- _DIRECTIVE_: Display each line of the listing that contains the string "lamp", copied in full. Case counts when matching.

- _EXTRACTED INFORMATION_:
━━━━━━━━━━━━━━━━━━━━━━━━━━━━━━

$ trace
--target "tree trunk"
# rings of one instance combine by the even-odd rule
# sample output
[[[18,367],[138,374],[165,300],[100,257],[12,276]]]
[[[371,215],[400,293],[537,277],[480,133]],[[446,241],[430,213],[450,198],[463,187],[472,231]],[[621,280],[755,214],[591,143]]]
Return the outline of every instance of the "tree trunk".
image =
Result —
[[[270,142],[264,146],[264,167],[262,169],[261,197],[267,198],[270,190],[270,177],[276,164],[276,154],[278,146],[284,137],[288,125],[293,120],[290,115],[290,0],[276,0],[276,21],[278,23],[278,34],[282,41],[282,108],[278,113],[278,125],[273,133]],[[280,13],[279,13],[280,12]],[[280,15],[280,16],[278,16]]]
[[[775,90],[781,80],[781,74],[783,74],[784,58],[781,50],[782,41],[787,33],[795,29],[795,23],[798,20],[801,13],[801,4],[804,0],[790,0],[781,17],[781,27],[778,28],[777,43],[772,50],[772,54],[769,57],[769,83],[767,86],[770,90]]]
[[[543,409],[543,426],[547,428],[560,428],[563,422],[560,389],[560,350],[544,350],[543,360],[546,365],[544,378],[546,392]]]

━━━━━━━━━━━━━━━━━━━━━━━━━━━━━━

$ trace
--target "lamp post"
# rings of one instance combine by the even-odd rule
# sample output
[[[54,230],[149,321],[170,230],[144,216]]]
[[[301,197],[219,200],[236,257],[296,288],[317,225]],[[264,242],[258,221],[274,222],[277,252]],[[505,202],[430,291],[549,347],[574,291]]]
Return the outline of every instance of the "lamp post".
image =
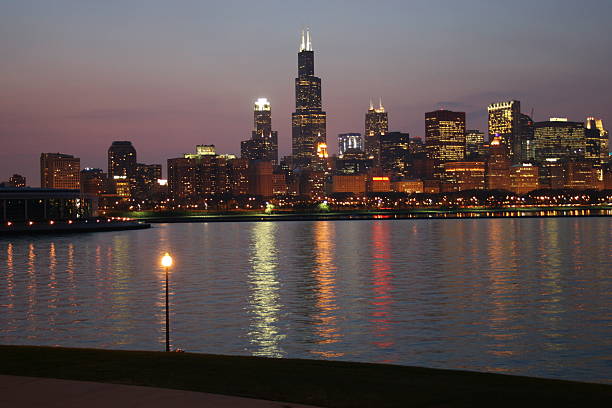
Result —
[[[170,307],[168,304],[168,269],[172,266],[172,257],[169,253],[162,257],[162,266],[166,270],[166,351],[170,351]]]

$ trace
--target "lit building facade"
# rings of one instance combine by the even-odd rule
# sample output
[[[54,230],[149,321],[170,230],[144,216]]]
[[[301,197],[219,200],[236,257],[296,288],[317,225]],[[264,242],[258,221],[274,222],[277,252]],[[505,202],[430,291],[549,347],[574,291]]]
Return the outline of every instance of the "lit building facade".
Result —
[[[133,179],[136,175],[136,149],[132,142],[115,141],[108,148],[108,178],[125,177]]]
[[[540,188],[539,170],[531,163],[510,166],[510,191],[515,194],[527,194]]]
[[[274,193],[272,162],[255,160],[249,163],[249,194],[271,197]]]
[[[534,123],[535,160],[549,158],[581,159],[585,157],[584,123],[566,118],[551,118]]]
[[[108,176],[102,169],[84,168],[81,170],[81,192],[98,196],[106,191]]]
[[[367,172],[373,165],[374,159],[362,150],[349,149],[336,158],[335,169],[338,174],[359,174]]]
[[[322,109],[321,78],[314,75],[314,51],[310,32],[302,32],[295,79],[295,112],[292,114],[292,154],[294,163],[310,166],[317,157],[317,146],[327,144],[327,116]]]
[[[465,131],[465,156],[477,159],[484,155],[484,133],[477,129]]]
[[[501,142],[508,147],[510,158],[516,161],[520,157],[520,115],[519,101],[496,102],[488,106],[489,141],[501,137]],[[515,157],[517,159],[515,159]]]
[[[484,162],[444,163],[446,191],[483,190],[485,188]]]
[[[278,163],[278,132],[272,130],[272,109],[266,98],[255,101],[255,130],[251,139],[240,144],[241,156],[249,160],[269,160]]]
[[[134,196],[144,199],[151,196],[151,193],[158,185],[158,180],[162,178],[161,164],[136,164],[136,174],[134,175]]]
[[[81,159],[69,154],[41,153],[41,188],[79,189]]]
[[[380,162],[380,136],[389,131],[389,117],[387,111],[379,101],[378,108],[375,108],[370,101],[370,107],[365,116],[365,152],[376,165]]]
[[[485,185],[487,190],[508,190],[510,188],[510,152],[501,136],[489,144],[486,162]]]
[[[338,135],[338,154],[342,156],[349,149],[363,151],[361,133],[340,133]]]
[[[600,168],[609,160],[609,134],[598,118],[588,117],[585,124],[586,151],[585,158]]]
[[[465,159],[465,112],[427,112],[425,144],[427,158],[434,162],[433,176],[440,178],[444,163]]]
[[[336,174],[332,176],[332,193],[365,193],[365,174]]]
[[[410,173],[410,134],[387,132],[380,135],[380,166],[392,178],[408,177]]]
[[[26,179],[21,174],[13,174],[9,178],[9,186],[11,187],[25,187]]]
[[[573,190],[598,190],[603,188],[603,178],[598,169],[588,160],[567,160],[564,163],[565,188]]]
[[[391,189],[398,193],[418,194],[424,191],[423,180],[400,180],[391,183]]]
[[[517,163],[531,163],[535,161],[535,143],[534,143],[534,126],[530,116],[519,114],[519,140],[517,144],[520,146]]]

━━━━━━━━━━━━━━━━━━━━━━━━━━━━━━

- _TASK RESPONSE_:
--target "lamp post"
Return the outline of every instance of the "lamp post".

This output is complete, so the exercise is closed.